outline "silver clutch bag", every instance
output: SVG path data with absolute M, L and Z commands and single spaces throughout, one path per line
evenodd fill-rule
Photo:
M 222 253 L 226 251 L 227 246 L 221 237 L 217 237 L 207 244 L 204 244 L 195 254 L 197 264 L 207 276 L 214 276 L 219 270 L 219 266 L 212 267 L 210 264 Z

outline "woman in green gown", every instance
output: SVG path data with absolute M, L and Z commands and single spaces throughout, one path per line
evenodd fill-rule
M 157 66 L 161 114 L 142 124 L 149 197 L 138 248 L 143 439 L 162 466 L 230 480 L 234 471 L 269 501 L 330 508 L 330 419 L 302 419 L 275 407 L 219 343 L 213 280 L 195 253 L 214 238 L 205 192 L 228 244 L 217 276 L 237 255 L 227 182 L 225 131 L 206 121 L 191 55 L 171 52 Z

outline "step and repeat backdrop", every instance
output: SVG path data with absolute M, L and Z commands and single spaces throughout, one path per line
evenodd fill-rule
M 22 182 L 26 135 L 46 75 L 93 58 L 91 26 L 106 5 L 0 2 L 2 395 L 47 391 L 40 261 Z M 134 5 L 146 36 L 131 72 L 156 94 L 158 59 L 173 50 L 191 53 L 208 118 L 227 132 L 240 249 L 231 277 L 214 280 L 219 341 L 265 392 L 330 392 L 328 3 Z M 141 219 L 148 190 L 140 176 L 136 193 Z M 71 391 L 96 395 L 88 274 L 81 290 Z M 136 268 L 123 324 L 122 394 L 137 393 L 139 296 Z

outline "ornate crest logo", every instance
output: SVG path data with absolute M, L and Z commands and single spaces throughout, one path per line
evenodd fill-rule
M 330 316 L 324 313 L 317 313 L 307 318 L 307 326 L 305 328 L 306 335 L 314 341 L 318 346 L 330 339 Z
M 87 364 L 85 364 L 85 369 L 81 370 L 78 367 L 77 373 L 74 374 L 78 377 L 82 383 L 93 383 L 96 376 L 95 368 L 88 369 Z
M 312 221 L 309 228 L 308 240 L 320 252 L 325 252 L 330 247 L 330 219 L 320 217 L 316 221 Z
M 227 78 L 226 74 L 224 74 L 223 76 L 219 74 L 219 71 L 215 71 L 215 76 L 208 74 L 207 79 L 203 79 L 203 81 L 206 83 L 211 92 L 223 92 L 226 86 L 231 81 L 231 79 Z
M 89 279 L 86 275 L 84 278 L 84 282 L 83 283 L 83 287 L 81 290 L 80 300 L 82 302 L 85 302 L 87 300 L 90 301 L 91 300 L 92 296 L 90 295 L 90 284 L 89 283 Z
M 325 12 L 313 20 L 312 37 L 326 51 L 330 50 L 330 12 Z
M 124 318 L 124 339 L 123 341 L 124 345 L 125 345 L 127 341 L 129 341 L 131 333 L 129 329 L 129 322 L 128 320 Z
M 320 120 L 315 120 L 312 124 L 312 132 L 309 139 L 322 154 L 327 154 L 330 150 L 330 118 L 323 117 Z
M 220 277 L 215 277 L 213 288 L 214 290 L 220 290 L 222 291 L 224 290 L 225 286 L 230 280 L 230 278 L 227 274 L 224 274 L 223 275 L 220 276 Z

——

Exercise requirements: Edit the listing, starting at its first line and ending at the line containing "M 22 182 L 26", so that "evenodd" becomes "nonzero" and nothing else changes. Return only those lines.

Task answer:
outline "silver clutch bag", every instance
output: SVG path data with absolute M, L and Z commands and single spaces throughout, one path per line
nonzero fill-rule
Photo:
M 222 253 L 226 251 L 227 246 L 221 237 L 217 237 L 207 244 L 204 244 L 195 254 L 197 264 L 207 276 L 214 276 L 219 270 L 219 266 L 212 267 L 210 264 Z

outline "woman in green gown", every instance
output: SVG path data with absolute M, L and Z commands and single spaces throughout, one path per line
nonzero fill-rule
M 157 66 L 161 114 L 142 124 L 149 197 L 138 248 L 143 439 L 162 466 L 230 480 L 234 471 L 269 501 L 330 508 L 330 419 L 302 419 L 275 407 L 219 343 L 213 280 L 195 253 L 214 238 L 205 192 L 228 244 L 217 276 L 237 255 L 227 182 L 225 131 L 206 121 L 191 55 L 171 52 Z

outline "step and repeat backdrop", every instance
output: SVG path data with absolute M, L and Z commands and single spaces throughout, one path per line
nonzero fill-rule
M 22 182 L 26 135 L 46 75 L 93 58 L 91 26 L 106 5 L 0 2 L 2 395 L 47 391 L 40 261 Z M 134 5 L 146 36 L 131 72 L 156 94 L 158 59 L 173 50 L 191 53 L 208 118 L 227 132 L 240 249 L 231 277 L 214 280 L 219 341 L 265 392 L 330 392 L 328 3 Z M 141 219 L 148 190 L 140 176 L 136 193 Z M 71 391 L 96 395 L 88 274 L 81 290 Z M 136 268 L 123 324 L 122 394 L 137 393 L 139 296 Z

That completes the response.